Soal yang diberikan 1: Sebutkan setiap baris dalam entri di bawah yang memuat kata "wooden".

Kutipan yang disediakan:
------
Meningkatkan Popularitas dan Elektabilitas di Ruang dan Waktu Sempit*)

Peraturan Komisi Pemilihan Umum (PKPU) Nomor 15 Tahun 2013 tentang Perubahan Atas Peraturan Komisi Pemilihan Umum Nomor 01 Tahun2013 Tentang Pedoman Pelaksanaan Kampanye Pemilihan Umum Anggota Dewan Perwakilan Rakyat, Dewan Perwakilan Daerah, dan Dewan Perwakilan Rakyat Daerah, terkait pemasangan alat peraga kampanye (APK) nampaknya memang kurang menguntungkan bagi sebagian calon anggota legislatif (caleg) pendatang baru yang belum dikenal oleh masyarakat.

Pemilu ke empat pasca reformasi tanggal 9 April tahun depan ini dikuatirkan banyak pihak akan mengalami penurunan partisipasi pemilih yang dari pemilu ke pemilu memang cenderung menurun. Tingkat pengenalan para pemilih kepada setiap caleg cukup signifikan mempengaruhi sikap pemilih dalam menentukan pilihannya. Dalam beberapa kasus, tingkat popularitas caleg memang berbanding lurus dengan tingkat elektabilitas.

Mayoritas masyarakat belum terlalu peduli dengan visi dan misi para caleg, melainkan lebih terdorong oleh popularitas nama maupun wajah yang telah mereka kenal selama ini. Bahkan pengenalan itu pun seringkali tidak berhubungan dengan dunia politik maupun pemerintahan. Maka tidak perlu heran apabila tiba-tiba tokoh populer dalam masyarakat menjadi tokoh politik tanpa proses pengkaderan yang matang dan panjang. Dan, dapat diduga bahkan sering menjadi kenyataan bahwa kiprahnya dalam melakukan fungsi parlemen tidak akan maksimal karena terlebih dahulu harus menjalani proses adaptasi, pembelajaran, dan penyesuaian diri sambil berpraktek menjalankan politik praktis. Akibatnya bisa diduga bahwa produk-produk yang dihasilkan serta kinerja yang dilaksanakan mengandung unsur-unsur “kelinci percobaan” yang diwarnai dengan peristiwa trial and error.
------
Soal yang diberikan 2: Salin kata demi kata bagian kutipan tentang kampanye pemilu di atas, mulai dari "Meningkatkan Popularitas dan" dan terus sampai "dikenal oleh masyarakat.".
------
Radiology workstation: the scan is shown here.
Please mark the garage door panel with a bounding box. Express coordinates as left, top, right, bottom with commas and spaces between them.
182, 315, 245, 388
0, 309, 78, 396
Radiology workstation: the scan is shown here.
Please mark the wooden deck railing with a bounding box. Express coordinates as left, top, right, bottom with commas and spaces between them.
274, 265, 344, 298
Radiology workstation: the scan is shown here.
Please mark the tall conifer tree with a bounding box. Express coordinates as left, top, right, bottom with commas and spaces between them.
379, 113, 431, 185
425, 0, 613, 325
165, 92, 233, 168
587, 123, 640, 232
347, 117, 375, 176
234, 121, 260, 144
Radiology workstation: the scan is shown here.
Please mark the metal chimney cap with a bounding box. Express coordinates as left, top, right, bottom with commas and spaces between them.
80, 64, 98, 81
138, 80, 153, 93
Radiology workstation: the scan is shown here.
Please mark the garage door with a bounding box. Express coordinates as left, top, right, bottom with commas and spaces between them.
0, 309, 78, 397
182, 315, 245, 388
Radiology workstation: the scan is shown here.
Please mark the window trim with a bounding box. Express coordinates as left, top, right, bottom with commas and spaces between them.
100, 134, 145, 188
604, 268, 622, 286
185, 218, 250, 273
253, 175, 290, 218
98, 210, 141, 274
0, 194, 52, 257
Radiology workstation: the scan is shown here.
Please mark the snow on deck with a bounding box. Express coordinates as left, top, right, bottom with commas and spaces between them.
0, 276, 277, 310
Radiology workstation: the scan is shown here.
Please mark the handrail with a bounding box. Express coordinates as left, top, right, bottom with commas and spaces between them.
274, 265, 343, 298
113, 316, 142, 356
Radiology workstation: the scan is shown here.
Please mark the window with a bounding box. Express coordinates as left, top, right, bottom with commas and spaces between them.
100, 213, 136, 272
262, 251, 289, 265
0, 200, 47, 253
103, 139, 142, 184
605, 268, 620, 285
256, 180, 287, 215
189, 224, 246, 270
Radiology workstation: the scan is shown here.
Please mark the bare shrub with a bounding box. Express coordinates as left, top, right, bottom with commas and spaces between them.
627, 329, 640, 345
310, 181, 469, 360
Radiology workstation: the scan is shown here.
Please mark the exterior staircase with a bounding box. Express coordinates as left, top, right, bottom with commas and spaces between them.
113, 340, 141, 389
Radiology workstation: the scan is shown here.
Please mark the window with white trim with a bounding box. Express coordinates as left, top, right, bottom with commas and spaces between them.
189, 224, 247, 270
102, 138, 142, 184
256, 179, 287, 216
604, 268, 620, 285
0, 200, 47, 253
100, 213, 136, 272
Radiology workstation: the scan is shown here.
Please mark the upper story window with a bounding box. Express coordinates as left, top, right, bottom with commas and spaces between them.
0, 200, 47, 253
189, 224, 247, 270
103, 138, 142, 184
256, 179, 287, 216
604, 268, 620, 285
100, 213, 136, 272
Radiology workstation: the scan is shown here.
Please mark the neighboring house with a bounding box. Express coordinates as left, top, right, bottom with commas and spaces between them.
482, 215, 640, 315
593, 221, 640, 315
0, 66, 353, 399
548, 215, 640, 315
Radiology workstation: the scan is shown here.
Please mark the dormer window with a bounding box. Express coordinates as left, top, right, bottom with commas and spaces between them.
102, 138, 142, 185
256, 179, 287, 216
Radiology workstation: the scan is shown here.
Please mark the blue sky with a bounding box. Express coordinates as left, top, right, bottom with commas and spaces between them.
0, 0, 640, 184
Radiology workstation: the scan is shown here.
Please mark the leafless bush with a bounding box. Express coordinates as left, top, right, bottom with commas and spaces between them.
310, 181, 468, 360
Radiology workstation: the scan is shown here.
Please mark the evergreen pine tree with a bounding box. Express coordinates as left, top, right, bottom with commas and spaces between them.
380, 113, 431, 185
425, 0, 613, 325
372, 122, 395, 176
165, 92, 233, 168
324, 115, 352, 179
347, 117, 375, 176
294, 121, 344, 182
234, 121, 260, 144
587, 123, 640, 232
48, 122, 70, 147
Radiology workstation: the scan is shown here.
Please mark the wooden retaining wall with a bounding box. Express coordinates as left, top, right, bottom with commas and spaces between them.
------
Jawaban benar 1:
Please mark the wooden deck railing with a bounding box. Express coordinates as left, top, right, bottom with commas and spaces between them.
Please mark the wooden retaining wall with a bounding box. Express coordinates as left, top, right, bottom with commas and spaces between them.

Jawaban benar 2:
Meningkatkan Popularitas dan Elektabilitas di Ruang dan Waktu Sempit*)

Peraturan Komisi Pemilihan Umum (PKPU) Nomor 15 Tahun 2013 tentang Perubahan Atas Peraturan Komisi Pemilihan Umum Nomor 01 Tahun2013 Tentang Pedoman Pelaksanaan Kampanye Pemilihan Umum Anggota Dewan Perwakilan Rakyat, Dewan Perwakilan Daerah, dan Dewan Perwakilan Rakyat Daerah, terkait pemasangan alat peraga kampanye (APK) nampaknya memang kurang menguntungkan bagi sebagian calon anggota legislatif (caleg) pendatang baru yang belum dikenal oleh masyarakat.